Short exercise 1 – Quote the article on councillors and affordable housing in Mayo word for word, from its headline to its final sentence.
Short exercise 2 – Print, without any change, the part of the records that opens with the line containing "Safety compliance: the dirt" and closes with the final line of the records, including both of those lines.

## start Source document

Councillors slam council’s construction record and lack of affordable housing

Oisín McGovern

Due to a lack of affordable housing in Mayo, many young couples are considering leaving their jobs or are unable to take up employment, according to councillors at a special housing meeting of Mayo County Council.  The lack of affordable houses for couples on average incomes was one of several housing  issues raised during the meeting, which ran for nearly two-and-a-half hours.  
The seriousness of the housing situation was underlined by the decision to convene another special council meeting on housing in September.
Despite the insistence by Cathaoirleach Cllr Richard Finn that such meetings only be convened in exceptional circumstances, a motion by Independent Cllr Michael Kilcoyne to arrange another meeting on the topic received unanimous support from the other councillors.
Cllr Christy Hyland told the meeting that one constituent had asked him if he would be considered for social housing if he left his job.

## end Source document
## start Extracted data

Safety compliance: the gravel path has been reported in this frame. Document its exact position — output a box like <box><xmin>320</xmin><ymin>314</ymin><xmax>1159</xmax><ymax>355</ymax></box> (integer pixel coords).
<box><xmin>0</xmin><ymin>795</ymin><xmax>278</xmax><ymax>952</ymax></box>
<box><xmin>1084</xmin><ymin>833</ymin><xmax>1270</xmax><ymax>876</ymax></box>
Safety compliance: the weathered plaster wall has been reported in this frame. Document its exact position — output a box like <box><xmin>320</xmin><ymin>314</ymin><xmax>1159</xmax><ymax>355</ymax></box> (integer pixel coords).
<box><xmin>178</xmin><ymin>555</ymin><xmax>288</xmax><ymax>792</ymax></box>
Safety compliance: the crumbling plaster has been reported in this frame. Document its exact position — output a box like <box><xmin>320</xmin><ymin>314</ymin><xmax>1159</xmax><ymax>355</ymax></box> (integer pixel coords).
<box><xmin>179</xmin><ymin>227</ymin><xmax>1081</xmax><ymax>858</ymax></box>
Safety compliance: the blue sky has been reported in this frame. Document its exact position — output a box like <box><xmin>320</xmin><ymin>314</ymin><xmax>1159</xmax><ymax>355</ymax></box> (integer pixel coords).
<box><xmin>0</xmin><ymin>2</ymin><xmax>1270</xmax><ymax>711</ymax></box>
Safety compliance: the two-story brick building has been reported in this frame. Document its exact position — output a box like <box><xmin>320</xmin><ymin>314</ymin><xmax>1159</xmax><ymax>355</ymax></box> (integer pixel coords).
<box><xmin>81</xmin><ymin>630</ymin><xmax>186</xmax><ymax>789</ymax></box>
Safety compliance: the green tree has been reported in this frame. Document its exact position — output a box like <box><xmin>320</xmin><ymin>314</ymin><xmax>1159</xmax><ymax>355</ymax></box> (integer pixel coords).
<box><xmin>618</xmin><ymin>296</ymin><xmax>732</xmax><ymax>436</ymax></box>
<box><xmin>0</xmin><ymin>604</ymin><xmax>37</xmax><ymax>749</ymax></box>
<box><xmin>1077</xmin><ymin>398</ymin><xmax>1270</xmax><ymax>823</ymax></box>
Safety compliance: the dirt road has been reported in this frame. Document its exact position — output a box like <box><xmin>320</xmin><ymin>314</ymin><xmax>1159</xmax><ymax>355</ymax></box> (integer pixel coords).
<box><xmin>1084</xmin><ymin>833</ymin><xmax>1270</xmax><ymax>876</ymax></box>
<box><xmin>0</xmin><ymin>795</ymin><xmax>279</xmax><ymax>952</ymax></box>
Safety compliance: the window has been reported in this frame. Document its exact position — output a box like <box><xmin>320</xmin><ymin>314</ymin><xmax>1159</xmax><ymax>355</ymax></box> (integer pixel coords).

## end Extracted data

Written solution 1 –
Councillors slam council’s construction record and lack of affordable housing

Oisín McGovern

Due to a lack of affordable housing in Mayo, many young couples are considering leaving their jobs or are unable to take up employment, according to councillors at a special housing meeting of Mayo County Council.  The lack of affordable houses for couples on average incomes was one of several housing  issues raised during the meeting, which ran for nearly two-and-a-half hours.  
The seriousness of the housing situation was underlined by the decision to convene another special council meeting on housing in September.
Despite the insistence by Cathaoirleach Cllr Richard Finn that such meetings only be convened in exceptional circumstances, a motion by Independent Cllr Michael Kilcoyne to arrange another meeting on the topic received unanimous support from the other councillors.
Cllr Christy Hyland told the meeting that one constituent had asked him if he would be considered for social housing if he left his job.

Written solution 2 –
Safety compliance: the dirt road has been reported in this frame. Document its exact position — output a box like <box><xmin>320</xmin><ymin>314</ymin><xmax>1159</xmax><ymax>355</ymax></box> (integer pixel coords).
<box><xmin>1084</xmin><ymin>833</ymin><xmax>1270</xmax><ymax>876</ymax></box>
<box><xmin>0</xmin><ymin>795</ymin><xmax>279</xmax><ymax>952</ymax></box>
Safety compliance: the window has been reported in this frame. Document its exact position — output a box like <box><xmin>320</xmin><ymin>314</ymin><xmax>1159</xmax><ymax>355</ymax></box> (integer pixel coords).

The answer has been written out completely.